**WHAT IS REQUIRED:** Write out the lines below verbatim, from the line containing "Please trace the outline of every instance of the <item>tidal" to the line containing "373 241 L 254", and nothing else.

---

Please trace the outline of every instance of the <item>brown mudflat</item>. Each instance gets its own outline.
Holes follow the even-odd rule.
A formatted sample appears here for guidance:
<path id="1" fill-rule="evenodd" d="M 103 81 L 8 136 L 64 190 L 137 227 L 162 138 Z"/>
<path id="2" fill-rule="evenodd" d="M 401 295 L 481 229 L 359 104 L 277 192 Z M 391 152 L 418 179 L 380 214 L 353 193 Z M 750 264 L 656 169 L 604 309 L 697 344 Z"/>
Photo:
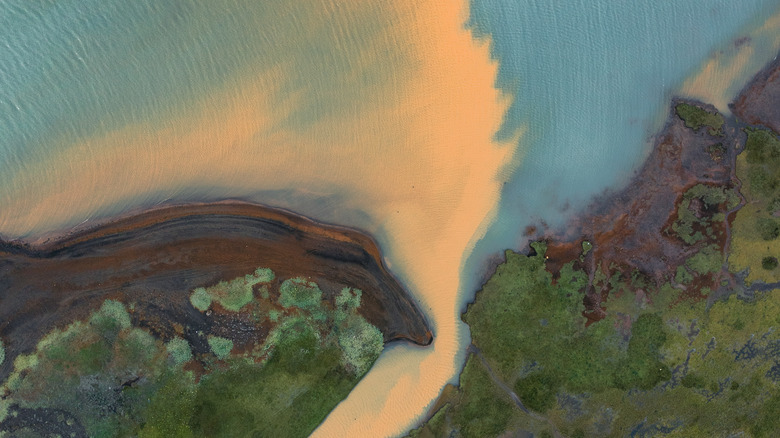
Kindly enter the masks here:
<path id="1" fill-rule="evenodd" d="M 255 204 L 190 204 L 43 244 L 0 241 L 0 337 L 6 346 L 0 379 L 42 335 L 85 318 L 107 298 L 133 304 L 133 318 L 163 338 L 173 326 L 208 325 L 210 318 L 189 303 L 191 291 L 258 267 L 272 269 L 276 281 L 315 281 L 326 298 L 343 287 L 361 289 L 359 312 L 385 341 L 432 340 L 425 317 L 366 235 Z"/>

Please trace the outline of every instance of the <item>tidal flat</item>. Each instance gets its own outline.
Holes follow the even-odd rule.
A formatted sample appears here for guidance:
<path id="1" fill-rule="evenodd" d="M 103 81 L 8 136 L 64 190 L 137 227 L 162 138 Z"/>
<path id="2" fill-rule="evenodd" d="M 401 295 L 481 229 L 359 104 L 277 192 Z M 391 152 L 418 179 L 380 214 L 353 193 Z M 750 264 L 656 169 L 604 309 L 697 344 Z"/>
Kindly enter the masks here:
<path id="1" fill-rule="evenodd" d="M 373 241 L 254 204 L 4 242 L 0 435 L 306 436 L 430 344 Z"/>

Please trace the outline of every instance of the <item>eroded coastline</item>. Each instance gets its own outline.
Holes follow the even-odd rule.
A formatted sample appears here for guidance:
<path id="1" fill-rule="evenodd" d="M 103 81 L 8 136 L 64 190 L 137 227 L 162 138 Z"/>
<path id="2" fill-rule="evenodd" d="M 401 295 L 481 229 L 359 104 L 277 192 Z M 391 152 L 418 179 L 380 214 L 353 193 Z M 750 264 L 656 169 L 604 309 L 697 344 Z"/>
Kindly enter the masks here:
<path id="1" fill-rule="evenodd" d="M 674 99 L 625 189 L 528 228 L 463 315 L 459 386 L 411 435 L 774 436 L 779 75 L 734 116 Z"/>
<path id="2" fill-rule="evenodd" d="M 0 435 L 301 436 L 384 343 L 432 342 L 371 238 L 255 204 L 168 206 L 3 242 L 0 260 Z M 264 404 L 274 397 L 287 407 Z"/>

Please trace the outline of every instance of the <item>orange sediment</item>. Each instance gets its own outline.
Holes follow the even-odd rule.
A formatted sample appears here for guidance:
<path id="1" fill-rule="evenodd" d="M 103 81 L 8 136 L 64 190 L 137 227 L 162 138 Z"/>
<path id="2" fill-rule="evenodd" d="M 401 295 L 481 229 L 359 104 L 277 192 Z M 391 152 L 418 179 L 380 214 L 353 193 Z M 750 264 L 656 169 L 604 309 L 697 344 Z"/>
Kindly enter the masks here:
<path id="1" fill-rule="evenodd" d="M 361 38 L 364 14 L 353 12 L 367 3 L 313 6 L 323 8 L 323 22 L 339 20 L 344 29 L 344 47 L 334 53 L 353 50 L 347 40 Z M 334 83 L 354 80 L 350 95 L 359 110 L 296 122 L 291 115 L 311 96 L 285 91 L 285 84 L 300 66 L 273 60 L 169 120 L 57 148 L 0 193 L 0 232 L 40 234 L 116 214 L 116 205 L 134 208 L 152 195 L 176 200 L 196 188 L 212 198 L 258 202 L 267 202 L 261 191 L 303 193 L 272 204 L 326 222 L 359 212 L 367 219 L 345 225 L 377 236 L 435 338 L 428 348 L 388 349 L 315 436 L 402 433 L 459 371 L 467 342 L 459 315 L 462 268 L 493 218 L 518 140 L 494 141 L 510 102 L 494 87 L 488 42 L 465 29 L 467 4 L 375 6 L 386 26 L 372 27 L 373 43 L 349 53 L 353 71 L 334 72 Z M 392 70 L 392 81 L 359 80 L 366 64 Z M 308 91 L 320 93 L 322 106 L 339 90 Z M 307 204 L 317 198 L 334 201 L 327 209 Z"/>

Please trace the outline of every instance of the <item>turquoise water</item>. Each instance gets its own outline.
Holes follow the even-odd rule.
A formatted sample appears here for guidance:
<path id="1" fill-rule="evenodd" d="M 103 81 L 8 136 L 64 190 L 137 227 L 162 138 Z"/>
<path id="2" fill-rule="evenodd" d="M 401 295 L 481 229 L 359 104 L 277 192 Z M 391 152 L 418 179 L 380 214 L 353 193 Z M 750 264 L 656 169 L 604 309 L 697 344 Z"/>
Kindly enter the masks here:
<path id="1" fill-rule="evenodd" d="M 462 228 L 446 223 L 448 216 L 462 216 L 453 209 L 473 206 L 472 198 L 460 203 L 468 187 L 458 184 L 474 176 L 457 160 L 441 163 L 451 158 L 440 154 L 450 145 L 441 139 L 459 139 L 442 134 L 448 120 L 437 118 L 437 111 L 450 114 L 450 101 L 461 93 L 460 84 L 446 81 L 450 76 L 436 75 L 460 78 L 455 75 L 463 72 L 457 65 L 445 73 L 420 67 L 424 60 L 415 54 L 432 53 L 420 49 L 430 49 L 426 38 L 435 36 L 426 33 L 426 14 L 438 10 L 431 3 L 397 3 L 0 2 L 0 234 L 34 237 L 165 201 L 242 198 L 372 232 L 407 285 L 419 285 L 423 274 L 457 278 L 454 267 L 432 272 L 433 263 L 452 254 L 431 248 L 450 251 L 449 240 L 469 233 L 468 240 L 479 231 L 470 222 Z M 427 12 L 416 3 L 428 6 Z M 457 378 L 452 362 L 463 359 L 468 329 L 445 307 L 458 293 L 457 304 L 473 297 L 487 260 L 522 246 L 525 226 L 560 225 L 593 195 L 625 184 L 686 78 L 780 5 L 470 3 L 464 26 L 491 41 L 496 86 L 512 99 L 496 139 L 522 135 L 507 146 L 515 159 L 499 172 L 496 220 L 463 265 L 460 290 L 434 287 L 448 284 L 438 277 L 426 280 L 430 290 L 410 286 L 431 314 L 439 310 L 437 299 L 449 299 L 442 300 L 444 310 L 433 323 L 438 329 L 454 325 L 455 335 L 449 336 L 452 345 L 389 349 L 395 359 L 375 371 L 391 376 L 387 382 L 404 378 L 409 387 L 415 378 L 435 378 L 437 384 Z M 409 22 L 415 24 L 405 27 Z M 450 43 L 434 47 L 445 57 L 459 48 Z M 771 59 L 770 47 L 756 47 L 756 55 Z M 473 67 L 474 59 L 468 61 L 463 64 Z M 425 89 L 414 87 L 419 77 L 428 81 Z M 435 87 L 439 79 L 447 89 Z M 410 90 L 419 96 L 407 95 Z M 427 146 L 441 150 L 429 153 Z M 451 150 L 453 156 L 474 156 L 468 145 Z M 491 157 L 485 161 L 500 164 Z M 493 199 L 492 193 L 485 197 Z M 42 204 L 51 207 L 36 209 Z M 485 210 L 474 212 L 479 218 L 490 206 L 478 207 Z M 398 217 L 404 219 L 393 219 Z M 446 339 L 442 331 L 439 340 Z M 453 358 L 445 347 L 461 356 Z M 447 353 L 434 356 L 436 348 Z M 434 398 L 439 388 L 425 397 Z M 349 406 L 392 411 L 411 399 L 385 389 L 386 404 L 381 393 L 371 403 L 352 400 Z M 353 413 L 343 418 L 352 421 Z M 409 415 L 387 414 L 397 424 L 386 430 L 409 426 L 415 421 Z M 371 415 L 361 419 L 365 430 L 378 427 Z"/>
<path id="2" fill-rule="evenodd" d="M 514 97 L 497 136 L 510 138 L 526 129 L 518 145 L 521 164 L 506 176 L 498 219 L 470 259 L 476 267 L 503 248 L 519 247 L 525 226 L 562 225 L 593 195 L 626 184 L 682 82 L 780 5 L 776 0 L 471 4 L 469 27 L 491 38 L 500 63 L 497 86 Z M 771 59 L 776 53 L 768 49 L 757 47 L 756 56 Z M 483 273 L 466 269 L 465 275 L 468 300 Z"/>

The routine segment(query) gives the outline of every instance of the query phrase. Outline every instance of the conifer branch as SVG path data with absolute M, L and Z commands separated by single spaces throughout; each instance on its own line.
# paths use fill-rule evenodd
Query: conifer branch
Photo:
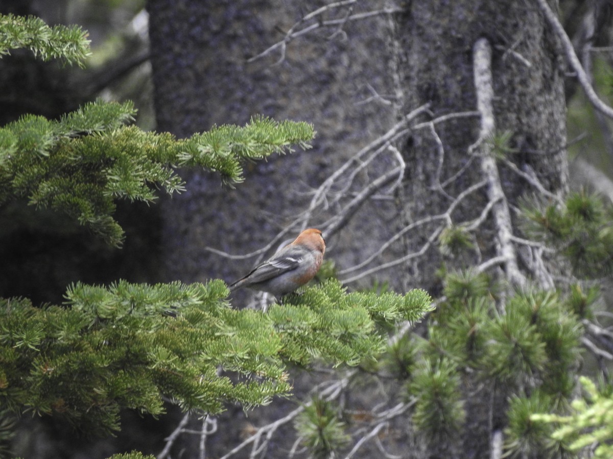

---

**ANSWER TO THIS TASK:**
Please trace the outline of every instance of the <item>tidal flat</item>. Each instance gets its own outline.
Holes follow the even-odd rule.
A formatted sample appears here for guidance:
<path id="1" fill-rule="evenodd" d="M 103 81 L 8 136 L 64 190 L 137 227 L 162 138 Z"/>
<path id="2" fill-rule="evenodd" d="M 401 295 L 481 229 L 359 104 L 277 192 Z M 391 152 L 418 179 L 380 214 L 353 193 Z M 750 264 L 656 169 L 604 309 L 697 344 Z"/>
Kindly enter the masks here:
<path id="1" fill-rule="evenodd" d="M 373 241 L 254 204 L 4 242 L 0 435 L 306 436 L 430 344 Z"/>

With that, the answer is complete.